Can you reproduce the data beneath, keeping every line exact?
########################################
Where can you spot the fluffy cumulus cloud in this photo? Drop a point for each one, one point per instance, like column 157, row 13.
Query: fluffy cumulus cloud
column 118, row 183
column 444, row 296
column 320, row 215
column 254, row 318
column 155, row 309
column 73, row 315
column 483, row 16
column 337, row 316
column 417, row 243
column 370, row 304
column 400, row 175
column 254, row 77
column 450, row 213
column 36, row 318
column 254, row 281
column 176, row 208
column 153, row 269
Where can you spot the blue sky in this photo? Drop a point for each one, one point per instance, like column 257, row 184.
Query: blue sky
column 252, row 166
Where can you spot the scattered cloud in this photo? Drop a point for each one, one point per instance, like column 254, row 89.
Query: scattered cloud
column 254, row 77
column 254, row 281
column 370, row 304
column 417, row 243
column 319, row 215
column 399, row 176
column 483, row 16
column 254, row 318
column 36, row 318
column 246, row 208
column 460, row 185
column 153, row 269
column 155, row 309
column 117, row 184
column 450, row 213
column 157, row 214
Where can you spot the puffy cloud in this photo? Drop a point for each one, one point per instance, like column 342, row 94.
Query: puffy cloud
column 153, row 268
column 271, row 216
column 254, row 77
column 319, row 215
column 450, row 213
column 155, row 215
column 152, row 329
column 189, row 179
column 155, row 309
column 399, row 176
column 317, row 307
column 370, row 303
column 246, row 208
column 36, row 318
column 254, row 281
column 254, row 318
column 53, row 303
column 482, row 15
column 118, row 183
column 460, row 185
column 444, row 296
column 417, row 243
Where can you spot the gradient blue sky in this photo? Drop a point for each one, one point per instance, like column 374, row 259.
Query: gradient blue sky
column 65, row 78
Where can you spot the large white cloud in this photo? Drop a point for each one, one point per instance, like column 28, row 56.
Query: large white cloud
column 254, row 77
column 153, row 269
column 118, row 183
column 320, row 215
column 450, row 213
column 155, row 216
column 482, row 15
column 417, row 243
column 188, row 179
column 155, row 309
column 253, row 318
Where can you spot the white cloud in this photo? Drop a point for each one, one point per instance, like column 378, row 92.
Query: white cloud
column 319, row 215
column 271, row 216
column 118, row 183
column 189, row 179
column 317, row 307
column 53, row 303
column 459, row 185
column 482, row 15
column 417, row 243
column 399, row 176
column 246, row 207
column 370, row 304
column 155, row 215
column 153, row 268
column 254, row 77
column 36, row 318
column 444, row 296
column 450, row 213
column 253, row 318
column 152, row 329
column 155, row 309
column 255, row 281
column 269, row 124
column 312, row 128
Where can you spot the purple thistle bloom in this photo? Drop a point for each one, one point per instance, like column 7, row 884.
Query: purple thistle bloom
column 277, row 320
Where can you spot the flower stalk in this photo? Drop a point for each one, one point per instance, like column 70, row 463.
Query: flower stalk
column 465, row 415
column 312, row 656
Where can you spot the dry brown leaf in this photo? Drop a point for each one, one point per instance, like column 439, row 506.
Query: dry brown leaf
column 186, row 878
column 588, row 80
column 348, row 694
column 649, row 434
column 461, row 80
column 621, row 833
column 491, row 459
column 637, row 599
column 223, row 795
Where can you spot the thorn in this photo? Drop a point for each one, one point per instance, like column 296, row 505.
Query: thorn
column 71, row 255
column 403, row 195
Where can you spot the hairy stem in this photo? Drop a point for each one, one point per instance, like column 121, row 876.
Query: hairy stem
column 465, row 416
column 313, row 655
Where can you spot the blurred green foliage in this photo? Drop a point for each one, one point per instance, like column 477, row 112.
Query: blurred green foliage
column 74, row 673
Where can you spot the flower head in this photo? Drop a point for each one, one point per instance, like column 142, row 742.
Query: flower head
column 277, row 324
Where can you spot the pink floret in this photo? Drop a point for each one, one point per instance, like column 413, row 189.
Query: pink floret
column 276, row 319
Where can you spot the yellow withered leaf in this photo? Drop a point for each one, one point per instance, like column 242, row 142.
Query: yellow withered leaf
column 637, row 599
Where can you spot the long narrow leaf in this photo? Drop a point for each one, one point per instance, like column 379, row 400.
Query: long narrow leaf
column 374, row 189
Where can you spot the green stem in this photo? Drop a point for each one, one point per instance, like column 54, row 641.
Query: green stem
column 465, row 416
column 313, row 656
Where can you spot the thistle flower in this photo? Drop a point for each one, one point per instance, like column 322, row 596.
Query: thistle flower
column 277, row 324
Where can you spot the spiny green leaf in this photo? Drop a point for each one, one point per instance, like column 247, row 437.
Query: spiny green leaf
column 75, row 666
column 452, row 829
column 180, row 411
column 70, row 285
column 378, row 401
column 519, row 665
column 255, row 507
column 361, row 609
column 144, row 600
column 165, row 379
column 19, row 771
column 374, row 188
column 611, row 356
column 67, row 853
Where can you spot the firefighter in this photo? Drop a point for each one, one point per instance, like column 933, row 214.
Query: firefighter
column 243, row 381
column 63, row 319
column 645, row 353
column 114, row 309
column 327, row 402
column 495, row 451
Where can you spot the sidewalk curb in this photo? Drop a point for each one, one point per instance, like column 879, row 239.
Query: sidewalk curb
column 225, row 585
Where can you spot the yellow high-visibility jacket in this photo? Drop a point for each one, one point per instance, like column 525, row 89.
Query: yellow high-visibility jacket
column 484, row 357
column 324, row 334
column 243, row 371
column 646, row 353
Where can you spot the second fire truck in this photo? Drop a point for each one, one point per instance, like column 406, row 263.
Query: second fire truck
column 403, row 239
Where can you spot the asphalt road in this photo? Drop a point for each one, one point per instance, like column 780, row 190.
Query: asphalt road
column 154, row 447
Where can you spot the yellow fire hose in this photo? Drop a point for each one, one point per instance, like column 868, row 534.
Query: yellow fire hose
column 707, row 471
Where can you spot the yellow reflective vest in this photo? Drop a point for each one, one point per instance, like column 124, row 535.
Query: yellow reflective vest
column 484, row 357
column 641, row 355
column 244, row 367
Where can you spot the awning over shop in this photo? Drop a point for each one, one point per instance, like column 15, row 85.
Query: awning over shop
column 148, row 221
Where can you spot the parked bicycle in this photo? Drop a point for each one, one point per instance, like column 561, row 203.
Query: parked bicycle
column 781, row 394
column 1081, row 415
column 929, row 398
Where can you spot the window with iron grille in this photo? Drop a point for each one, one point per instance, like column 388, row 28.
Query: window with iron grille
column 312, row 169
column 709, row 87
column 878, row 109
########################################
Final answer —
Where can you spot the fluffy cumulus cloud in this photo? Drop a point for each one, one point per instance, like column 157, row 13.
Query: fluffy cumulus cloud
column 118, row 183
column 444, row 296
column 320, row 215
column 254, row 318
column 155, row 309
column 73, row 315
column 483, row 16
column 337, row 316
column 417, row 243
column 370, row 304
column 400, row 175
column 254, row 77
column 450, row 213
column 36, row 318
column 254, row 281
column 176, row 208
column 153, row 269
Where can you spot the blue sky in this photo? Drop a point for each one, one point per instance, like column 257, row 184.
Query: blue sky
column 252, row 166
Where can you spot the scattered cloud in this photo? Drop a point for each one, one point per instance, like column 254, row 89.
Query: scattered cloud
column 254, row 77
column 254, row 281
column 370, row 304
column 417, row 243
column 319, row 215
column 399, row 176
column 483, row 16
column 254, row 318
column 36, row 318
column 246, row 208
column 460, row 185
column 153, row 269
column 155, row 309
column 117, row 184
column 450, row 213
column 157, row 214
Where can you spot the puffy cloud in this photo? Drop a point for each one, one point per instance, like column 342, row 94.
Query: puffy cloud
column 153, row 268
column 271, row 216
column 254, row 77
column 319, row 215
column 450, row 213
column 155, row 215
column 152, row 329
column 189, row 179
column 155, row 309
column 399, row 176
column 317, row 307
column 370, row 303
column 246, row 208
column 36, row 318
column 254, row 281
column 254, row 318
column 53, row 303
column 482, row 15
column 118, row 183
column 460, row 185
column 444, row 296
column 417, row 243
Where can you spot the gradient blue sky in this photo? Drop a point for each one, one point per instance, like column 374, row 259.
Query: gradient blue sky
column 65, row 78
Where can you spot the large white cloud in this photo? Drop a point for each one, one point per instance, like column 28, row 56.
Query: large white cloud
column 254, row 77
column 153, row 269
column 118, row 183
column 320, row 215
column 450, row 213
column 155, row 216
column 482, row 15
column 417, row 243
column 188, row 179
column 155, row 309
column 253, row 318
Where can you spot the white cloud in this photo? Drop a point for each one, one point per instance, like column 378, row 92.
Query: white cloud
column 319, row 215
column 271, row 216
column 118, row 183
column 189, row 179
column 317, row 307
column 53, row 303
column 459, row 185
column 482, row 15
column 417, row 243
column 399, row 176
column 246, row 207
column 370, row 304
column 155, row 215
column 153, row 268
column 254, row 77
column 36, row 318
column 444, row 296
column 450, row 213
column 253, row 318
column 152, row 329
column 155, row 309
column 255, row 281
column 269, row 124
column 312, row 128
Where can you spot the purple thistle bloom in this photo? Drop a point for each one, one point per instance, like column 7, row 884.
Query: purple thistle bloom
column 277, row 320
Where can you spot the flower stalk in this photo? Drop a point for each one, one point per instance, like column 70, row 463.
Query: flower stalk
column 465, row 415
column 312, row 656
Where can you spot the dry brown leaf in this photo? Drop a point for each one, one point per instance, like column 439, row 506.
Query: dry brown leaf
column 186, row 878
column 588, row 80
column 348, row 694
column 649, row 434
column 461, row 80
column 621, row 833
column 491, row 459
column 637, row 599
column 223, row 795
Where can you spot the thorn in this photo? Drop a point for each one, one point per instance, like column 296, row 505.
Query: thorn
column 71, row 255
column 403, row 195
Where can you spot the hairy stem in this photo? Drop a point for each one, one point per instance, like column 121, row 876.
Query: hairy stem
column 465, row 416
column 313, row 655
Where can you spot the blurred green foliage in this photo? Drop a point for each one, one point per instance, like column 477, row 112.
Query: blurred green foliage
column 74, row 673
Where can you spot the flower head in this photo? Drop a point for each one, one point per instance, like column 142, row 742.
Query: flower head
column 277, row 324
Where can you spot the pink floret in this photo? Drop a point for each one, one point per instance, like column 413, row 189.
Query: pink floret
column 276, row 319
Where can you spot the yellow withered leaf in this photo? Drop a point for each one, one point per instance, like column 242, row 142.
Query: yellow withered leaf
column 637, row 599
Where can you spot the long narrow leaf in this photo? Drop a point for each one, one point per instance, like column 379, row 400.
Query: long narrow leaf
column 374, row 189
Where can you spot the green stem in this photo? Drop a point for each one, one point per instance, like column 54, row 641.
Query: green stem
column 465, row 416
column 313, row 656
Where can you spot the thistle flower in this photo? Drop a point for each one, one point per instance, like column 322, row 596.
Query: thistle flower
column 277, row 324
Where can you spot the spiny green leaf in this photo? Drop a point for each one, one point per instance, like column 247, row 437.
Query: spiny green leaf
column 75, row 666
column 452, row 829
column 180, row 411
column 70, row 285
column 378, row 401
column 519, row 665
column 255, row 507
column 361, row 609
column 144, row 600
column 165, row 379
column 19, row 771
column 374, row 188
column 611, row 356
column 67, row 853
Where can you spot the firefighter in this photo? Drop a point for each one, one point per instance, like column 933, row 214.
Query: firefighter
column 243, row 381
column 63, row 319
column 645, row 353
column 114, row 309
column 327, row 402
column 495, row 451
Where can you spot the sidewalk curb in this photo? Drop a point for each one, one point per instance, like column 879, row 239.
Query: sidewalk curb
column 225, row 585
Where can you spot the yellow high-visibility jacket in this photo? Drop a point for each one, one point per instance, like column 525, row 89.
Query: yellow high-visibility jacket
column 484, row 357
column 324, row 334
column 243, row 371
column 646, row 353
Where can you spot the second fire truck in this photo? Drop a point for each one, one point per instance, like column 406, row 263.
Query: second fire truck
column 403, row 239
Where can you spot the asphalt road in this photo? Drop a point for each one, one point per instance, like column 780, row 190.
Query: asphalt road
column 154, row 447
Where can you spot the yellow fire hose in this photo? Drop a point for each one, one point per instance, like column 868, row 534.
Query: yellow fire hose
column 707, row 471
Where can you spot the yellow reflective vest in this photo? Drop a point for each one, one point per instance, like column 124, row 535.
Query: yellow reflective vest
column 484, row 357
column 641, row 355
column 244, row 367
Where can you spot the awning over shop in this photo? Drop a point for each one, one point per instance, like column 15, row 85.
Query: awning over shop
column 148, row 221
Where can you spot the parked bicycle in this photo? Drop a point for each one, one point per instance, like column 561, row 203.
Query: parked bicycle
column 781, row 394
column 1081, row 415
column 929, row 398
Where can you spot the window with iron grille in this photo? Drop a point for each one, one point per instance, like column 388, row 28.
Query: window with iron grille
column 312, row 169
column 709, row 87
column 878, row 109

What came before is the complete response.